**Metin Parçası:**
Burcu Şenparlak, Erkan Akan, Gülşah Cantaş, Merve Akan Büyükergen&Merve Duysak ve Murat Şahin "Mimarlara Sorduk" serimizde "Mimarlıkta Yetenek Önemli midir?" sorusuna dair görüşlerini paylaştılar.
Burcu Şenparlak, Swanke Hayden Connell Mimarlık, Genel Müdür
Mimarlık, yaratmayı/tasarlamayı kapsayan bir sanat olduğu gibi mühendislikle de ayakta duran teknik bir bilimdir. Bu nedenle meslekte yetenek tek başına bir kriter olamaz. Titizlik, merak, çalışkanlık, tutku ve analitik düşünme ile güçlendirilmiş bir yetenek “mimar”ı tarifler.

**Kayıtlı Veriler:**

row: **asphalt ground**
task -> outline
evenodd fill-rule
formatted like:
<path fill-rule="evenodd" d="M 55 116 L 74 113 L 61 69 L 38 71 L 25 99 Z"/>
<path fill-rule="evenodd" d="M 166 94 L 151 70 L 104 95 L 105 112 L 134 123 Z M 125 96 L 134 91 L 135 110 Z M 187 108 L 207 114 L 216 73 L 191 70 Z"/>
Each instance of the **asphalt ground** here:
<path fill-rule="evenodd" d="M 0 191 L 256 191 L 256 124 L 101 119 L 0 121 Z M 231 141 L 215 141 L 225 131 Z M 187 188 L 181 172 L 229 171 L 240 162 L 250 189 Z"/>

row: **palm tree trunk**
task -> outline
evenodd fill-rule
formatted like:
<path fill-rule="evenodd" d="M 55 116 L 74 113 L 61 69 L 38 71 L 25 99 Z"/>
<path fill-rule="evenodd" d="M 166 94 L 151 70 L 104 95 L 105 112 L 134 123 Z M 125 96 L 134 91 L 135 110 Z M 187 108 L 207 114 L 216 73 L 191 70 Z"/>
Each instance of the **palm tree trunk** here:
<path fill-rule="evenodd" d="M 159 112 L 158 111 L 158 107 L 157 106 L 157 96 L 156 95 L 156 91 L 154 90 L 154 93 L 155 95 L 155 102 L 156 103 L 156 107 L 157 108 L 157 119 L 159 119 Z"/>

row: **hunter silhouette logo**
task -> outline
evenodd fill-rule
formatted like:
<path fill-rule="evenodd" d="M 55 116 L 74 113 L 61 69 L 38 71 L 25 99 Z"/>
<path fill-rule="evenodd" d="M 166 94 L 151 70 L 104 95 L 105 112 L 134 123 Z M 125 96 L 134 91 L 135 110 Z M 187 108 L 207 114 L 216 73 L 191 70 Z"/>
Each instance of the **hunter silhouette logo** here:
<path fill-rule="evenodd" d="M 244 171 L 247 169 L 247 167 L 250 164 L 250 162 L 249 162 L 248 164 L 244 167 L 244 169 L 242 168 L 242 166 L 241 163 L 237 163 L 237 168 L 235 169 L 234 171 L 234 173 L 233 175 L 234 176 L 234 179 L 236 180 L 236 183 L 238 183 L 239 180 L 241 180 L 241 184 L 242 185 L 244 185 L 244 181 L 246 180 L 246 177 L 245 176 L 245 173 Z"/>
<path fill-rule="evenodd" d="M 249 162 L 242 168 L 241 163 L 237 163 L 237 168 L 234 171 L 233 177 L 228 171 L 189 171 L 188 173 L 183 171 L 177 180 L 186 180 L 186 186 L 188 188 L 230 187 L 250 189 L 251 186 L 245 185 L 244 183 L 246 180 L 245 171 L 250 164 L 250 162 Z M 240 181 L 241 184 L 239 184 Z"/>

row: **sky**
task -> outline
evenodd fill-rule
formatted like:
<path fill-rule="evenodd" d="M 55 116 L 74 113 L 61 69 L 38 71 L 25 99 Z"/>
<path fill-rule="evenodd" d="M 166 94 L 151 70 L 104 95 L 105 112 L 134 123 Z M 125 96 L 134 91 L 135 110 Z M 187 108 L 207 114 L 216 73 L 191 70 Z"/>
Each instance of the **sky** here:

**Verilen Görev:** Metin parçasına göre "mimar"ı tarif eden yetenek hangi niteliklerle güçlendirilmiştir? Lütfen bu nitelikleri sıralayın.

**Görev Sonucu:** Titizlik, merak, çalışkanlık, tutku ve analitik düşünme.